(Phrase grounding data)
%%

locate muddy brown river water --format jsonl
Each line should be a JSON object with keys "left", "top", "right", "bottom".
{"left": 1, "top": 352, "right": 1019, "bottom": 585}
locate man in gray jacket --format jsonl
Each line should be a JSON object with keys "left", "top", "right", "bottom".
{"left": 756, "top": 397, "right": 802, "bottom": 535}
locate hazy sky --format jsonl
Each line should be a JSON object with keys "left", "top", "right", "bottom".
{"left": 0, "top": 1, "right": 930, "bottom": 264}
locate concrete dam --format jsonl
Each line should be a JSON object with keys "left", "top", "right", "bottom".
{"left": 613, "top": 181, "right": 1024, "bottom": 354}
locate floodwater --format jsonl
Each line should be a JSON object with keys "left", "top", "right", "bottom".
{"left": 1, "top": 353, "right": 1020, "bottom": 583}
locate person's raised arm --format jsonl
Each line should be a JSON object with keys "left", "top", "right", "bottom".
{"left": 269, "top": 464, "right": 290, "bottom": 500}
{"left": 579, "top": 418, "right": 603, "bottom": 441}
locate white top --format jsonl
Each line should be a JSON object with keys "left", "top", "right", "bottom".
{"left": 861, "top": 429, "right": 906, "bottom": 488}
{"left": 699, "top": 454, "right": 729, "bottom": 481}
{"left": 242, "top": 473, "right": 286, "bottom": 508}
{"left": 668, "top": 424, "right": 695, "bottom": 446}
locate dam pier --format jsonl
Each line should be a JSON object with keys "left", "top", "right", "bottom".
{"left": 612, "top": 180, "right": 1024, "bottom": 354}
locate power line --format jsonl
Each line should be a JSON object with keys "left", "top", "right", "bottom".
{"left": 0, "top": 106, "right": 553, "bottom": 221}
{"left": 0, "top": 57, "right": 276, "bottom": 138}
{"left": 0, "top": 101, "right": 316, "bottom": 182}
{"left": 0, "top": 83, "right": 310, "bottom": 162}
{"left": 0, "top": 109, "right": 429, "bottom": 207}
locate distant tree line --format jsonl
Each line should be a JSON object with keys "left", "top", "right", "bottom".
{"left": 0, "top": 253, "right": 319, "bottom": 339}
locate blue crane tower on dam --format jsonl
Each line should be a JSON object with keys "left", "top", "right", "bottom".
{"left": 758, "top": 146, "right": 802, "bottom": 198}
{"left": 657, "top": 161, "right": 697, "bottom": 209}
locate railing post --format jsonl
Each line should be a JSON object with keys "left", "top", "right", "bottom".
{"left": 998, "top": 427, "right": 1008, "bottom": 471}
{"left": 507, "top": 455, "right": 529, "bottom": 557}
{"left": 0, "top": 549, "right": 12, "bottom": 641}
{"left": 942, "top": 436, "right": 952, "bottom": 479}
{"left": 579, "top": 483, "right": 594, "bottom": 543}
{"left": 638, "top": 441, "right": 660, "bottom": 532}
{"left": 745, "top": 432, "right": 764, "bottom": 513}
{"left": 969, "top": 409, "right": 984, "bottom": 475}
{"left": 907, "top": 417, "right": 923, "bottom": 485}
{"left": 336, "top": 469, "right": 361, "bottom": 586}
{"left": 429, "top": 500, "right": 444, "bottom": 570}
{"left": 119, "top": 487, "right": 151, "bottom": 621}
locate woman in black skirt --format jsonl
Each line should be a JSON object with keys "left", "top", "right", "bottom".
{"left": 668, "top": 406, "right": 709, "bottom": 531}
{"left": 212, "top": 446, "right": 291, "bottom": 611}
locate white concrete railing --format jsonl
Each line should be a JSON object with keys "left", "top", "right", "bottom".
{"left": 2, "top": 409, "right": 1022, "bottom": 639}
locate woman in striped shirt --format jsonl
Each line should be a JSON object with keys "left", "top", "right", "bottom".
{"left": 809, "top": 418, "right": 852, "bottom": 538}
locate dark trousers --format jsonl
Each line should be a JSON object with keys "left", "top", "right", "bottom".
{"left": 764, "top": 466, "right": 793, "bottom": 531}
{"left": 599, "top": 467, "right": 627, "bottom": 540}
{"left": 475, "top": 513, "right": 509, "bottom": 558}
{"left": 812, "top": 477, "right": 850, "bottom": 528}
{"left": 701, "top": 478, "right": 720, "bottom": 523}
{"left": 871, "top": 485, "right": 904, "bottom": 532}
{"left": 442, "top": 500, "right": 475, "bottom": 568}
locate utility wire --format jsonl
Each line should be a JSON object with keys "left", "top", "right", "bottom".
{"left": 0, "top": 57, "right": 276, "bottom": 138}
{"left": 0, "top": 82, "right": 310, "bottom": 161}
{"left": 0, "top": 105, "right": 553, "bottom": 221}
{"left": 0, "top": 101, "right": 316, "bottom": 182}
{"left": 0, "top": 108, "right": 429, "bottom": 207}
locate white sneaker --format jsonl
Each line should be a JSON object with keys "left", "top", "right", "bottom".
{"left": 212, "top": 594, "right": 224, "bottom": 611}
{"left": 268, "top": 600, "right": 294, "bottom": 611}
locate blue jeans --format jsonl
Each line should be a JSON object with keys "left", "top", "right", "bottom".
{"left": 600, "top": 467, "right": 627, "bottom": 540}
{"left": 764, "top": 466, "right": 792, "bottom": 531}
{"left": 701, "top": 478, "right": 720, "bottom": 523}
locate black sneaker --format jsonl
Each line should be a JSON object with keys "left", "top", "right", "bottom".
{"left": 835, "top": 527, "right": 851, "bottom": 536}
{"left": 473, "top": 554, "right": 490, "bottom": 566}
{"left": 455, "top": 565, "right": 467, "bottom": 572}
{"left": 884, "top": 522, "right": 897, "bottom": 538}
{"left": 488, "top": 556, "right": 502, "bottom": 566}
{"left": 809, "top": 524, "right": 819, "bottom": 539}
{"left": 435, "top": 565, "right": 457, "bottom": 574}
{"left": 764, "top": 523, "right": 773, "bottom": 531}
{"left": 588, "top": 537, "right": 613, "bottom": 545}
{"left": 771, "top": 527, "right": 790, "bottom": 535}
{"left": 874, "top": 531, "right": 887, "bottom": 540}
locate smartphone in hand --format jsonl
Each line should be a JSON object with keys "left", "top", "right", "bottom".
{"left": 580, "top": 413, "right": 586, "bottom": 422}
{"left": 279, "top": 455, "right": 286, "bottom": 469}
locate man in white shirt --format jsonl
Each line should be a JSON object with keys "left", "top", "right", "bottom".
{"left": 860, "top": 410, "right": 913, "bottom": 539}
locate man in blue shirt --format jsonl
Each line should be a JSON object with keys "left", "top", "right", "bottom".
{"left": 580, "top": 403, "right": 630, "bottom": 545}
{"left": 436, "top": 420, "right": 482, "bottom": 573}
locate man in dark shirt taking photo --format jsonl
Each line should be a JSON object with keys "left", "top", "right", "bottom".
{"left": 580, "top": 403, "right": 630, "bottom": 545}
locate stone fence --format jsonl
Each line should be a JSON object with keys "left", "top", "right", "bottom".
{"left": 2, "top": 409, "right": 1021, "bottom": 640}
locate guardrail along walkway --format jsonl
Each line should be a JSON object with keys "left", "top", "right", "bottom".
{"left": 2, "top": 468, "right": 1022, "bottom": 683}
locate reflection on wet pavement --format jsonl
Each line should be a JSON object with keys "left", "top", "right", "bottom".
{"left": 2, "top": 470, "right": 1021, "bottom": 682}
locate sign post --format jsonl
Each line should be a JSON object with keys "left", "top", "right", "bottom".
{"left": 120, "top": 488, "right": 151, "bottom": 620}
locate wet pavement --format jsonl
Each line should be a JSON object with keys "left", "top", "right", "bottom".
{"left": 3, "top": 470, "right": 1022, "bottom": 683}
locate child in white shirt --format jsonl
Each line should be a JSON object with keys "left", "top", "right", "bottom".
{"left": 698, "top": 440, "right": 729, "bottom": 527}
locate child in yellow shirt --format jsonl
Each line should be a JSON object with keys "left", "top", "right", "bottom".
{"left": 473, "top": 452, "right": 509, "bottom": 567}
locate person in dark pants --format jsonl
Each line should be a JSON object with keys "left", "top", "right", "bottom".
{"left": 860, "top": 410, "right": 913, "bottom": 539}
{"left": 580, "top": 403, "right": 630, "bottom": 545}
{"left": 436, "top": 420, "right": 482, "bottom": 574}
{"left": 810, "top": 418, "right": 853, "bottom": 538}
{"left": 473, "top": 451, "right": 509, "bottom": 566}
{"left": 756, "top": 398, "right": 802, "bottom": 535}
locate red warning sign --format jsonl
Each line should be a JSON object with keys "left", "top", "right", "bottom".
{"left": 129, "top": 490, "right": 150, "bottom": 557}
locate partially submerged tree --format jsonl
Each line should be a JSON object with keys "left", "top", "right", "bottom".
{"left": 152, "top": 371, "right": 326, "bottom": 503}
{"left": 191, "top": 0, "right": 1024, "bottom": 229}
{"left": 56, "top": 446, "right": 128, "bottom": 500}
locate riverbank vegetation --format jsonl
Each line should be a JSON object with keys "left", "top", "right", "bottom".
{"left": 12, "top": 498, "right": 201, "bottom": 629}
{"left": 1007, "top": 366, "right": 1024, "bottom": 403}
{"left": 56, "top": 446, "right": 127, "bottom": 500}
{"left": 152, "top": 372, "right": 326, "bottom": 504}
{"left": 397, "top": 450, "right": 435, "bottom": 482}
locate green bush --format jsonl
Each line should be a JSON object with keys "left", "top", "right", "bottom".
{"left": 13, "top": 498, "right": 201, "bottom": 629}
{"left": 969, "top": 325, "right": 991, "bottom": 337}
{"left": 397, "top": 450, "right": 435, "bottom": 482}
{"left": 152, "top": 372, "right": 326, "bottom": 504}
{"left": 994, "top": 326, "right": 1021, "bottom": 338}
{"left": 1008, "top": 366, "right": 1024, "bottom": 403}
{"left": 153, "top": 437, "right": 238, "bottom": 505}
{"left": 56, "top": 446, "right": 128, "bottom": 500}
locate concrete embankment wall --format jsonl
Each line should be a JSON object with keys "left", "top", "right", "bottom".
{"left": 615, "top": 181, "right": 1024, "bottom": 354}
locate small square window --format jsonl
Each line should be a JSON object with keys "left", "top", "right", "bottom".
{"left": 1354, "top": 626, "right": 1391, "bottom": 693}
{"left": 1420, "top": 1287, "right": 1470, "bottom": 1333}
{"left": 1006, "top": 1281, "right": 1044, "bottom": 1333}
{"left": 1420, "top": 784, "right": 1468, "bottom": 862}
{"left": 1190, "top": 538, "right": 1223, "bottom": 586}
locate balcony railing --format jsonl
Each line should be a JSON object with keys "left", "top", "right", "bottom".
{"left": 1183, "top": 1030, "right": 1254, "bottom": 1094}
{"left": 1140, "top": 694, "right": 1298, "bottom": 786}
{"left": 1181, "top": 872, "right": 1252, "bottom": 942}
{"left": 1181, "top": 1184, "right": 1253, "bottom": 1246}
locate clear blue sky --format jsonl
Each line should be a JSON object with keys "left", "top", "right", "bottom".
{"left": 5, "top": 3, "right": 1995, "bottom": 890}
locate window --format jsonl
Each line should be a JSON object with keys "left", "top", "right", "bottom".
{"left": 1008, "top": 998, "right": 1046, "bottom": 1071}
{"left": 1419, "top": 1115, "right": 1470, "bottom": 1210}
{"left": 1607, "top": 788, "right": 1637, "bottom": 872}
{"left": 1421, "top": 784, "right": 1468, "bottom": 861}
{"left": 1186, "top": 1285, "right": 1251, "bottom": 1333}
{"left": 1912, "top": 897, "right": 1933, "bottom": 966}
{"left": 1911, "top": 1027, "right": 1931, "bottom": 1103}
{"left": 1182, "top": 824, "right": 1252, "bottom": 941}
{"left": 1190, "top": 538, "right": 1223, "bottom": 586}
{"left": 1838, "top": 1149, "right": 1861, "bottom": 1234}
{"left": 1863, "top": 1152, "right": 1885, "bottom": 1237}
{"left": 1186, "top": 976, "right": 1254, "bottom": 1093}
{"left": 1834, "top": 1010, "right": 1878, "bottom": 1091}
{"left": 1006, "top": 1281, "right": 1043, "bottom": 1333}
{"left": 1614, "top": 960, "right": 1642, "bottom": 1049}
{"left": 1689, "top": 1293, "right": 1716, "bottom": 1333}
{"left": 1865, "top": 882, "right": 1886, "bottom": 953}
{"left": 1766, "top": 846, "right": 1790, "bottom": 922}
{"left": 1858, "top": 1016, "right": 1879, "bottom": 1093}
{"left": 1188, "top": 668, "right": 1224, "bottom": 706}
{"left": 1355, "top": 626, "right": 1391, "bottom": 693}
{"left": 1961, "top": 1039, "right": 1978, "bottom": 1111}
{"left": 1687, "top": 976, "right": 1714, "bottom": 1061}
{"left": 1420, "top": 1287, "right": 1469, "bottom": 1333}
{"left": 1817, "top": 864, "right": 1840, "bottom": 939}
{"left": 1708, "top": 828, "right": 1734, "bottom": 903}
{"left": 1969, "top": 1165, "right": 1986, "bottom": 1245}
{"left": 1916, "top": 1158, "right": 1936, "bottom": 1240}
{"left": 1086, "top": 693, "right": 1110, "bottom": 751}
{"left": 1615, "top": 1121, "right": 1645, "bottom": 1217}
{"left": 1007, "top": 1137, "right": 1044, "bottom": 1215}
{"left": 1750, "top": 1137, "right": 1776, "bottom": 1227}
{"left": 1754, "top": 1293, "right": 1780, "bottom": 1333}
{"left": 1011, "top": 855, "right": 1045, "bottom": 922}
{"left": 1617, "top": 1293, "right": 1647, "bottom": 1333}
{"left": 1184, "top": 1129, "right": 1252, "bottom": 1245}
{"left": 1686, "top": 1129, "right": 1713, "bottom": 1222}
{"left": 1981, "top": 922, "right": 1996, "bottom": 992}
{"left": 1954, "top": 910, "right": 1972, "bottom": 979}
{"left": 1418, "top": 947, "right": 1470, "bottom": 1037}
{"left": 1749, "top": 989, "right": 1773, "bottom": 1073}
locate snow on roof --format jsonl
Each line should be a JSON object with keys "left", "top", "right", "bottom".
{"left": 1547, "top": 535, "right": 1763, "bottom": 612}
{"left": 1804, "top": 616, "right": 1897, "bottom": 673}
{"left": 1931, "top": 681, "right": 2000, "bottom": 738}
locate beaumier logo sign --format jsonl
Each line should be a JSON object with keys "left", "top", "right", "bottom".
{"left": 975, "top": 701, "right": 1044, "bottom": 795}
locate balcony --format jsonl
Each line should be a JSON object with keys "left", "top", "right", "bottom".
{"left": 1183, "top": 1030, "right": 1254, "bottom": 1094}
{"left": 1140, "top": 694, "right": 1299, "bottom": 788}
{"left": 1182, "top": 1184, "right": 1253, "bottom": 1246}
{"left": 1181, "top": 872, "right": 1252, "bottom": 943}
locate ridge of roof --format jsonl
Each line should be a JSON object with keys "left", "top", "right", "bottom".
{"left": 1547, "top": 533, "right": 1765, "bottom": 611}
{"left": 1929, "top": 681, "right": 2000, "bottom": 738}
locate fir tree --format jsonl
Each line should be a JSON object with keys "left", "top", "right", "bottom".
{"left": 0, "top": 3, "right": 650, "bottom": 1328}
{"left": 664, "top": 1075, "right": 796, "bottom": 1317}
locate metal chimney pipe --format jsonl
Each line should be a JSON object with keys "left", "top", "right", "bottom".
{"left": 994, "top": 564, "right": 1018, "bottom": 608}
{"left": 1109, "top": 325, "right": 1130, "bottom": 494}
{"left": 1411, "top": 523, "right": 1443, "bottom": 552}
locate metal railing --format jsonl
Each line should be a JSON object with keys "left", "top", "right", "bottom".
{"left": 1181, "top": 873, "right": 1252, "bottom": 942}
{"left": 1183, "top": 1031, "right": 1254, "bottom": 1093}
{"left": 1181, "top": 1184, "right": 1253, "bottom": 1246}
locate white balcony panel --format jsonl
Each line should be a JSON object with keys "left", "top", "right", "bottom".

%%

[ACTIVITY] Write out exactly the lines that fall from the line with "locate concrete embankment" to the line with "locate balcony railing --format jsonl" in the records above, keeping both ends.

[TASK SOLUTION]
locate concrete embankment wall --format jsonl
Each line should be a JSON object with keys "left", "top", "right", "bottom".
{"left": 615, "top": 181, "right": 1024, "bottom": 354}
locate small square window --format jsonl
Each line should be a JSON object with keys "left", "top", "right", "bottom".
{"left": 1354, "top": 626, "right": 1391, "bottom": 693}
{"left": 1420, "top": 1287, "right": 1470, "bottom": 1333}
{"left": 1006, "top": 1281, "right": 1044, "bottom": 1333}
{"left": 1420, "top": 784, "right": 1468, "bottom": 862}
{"left": 1190, "top": 538, "right": 1223, "bottom": 586}
locate balcony railing --format jsonl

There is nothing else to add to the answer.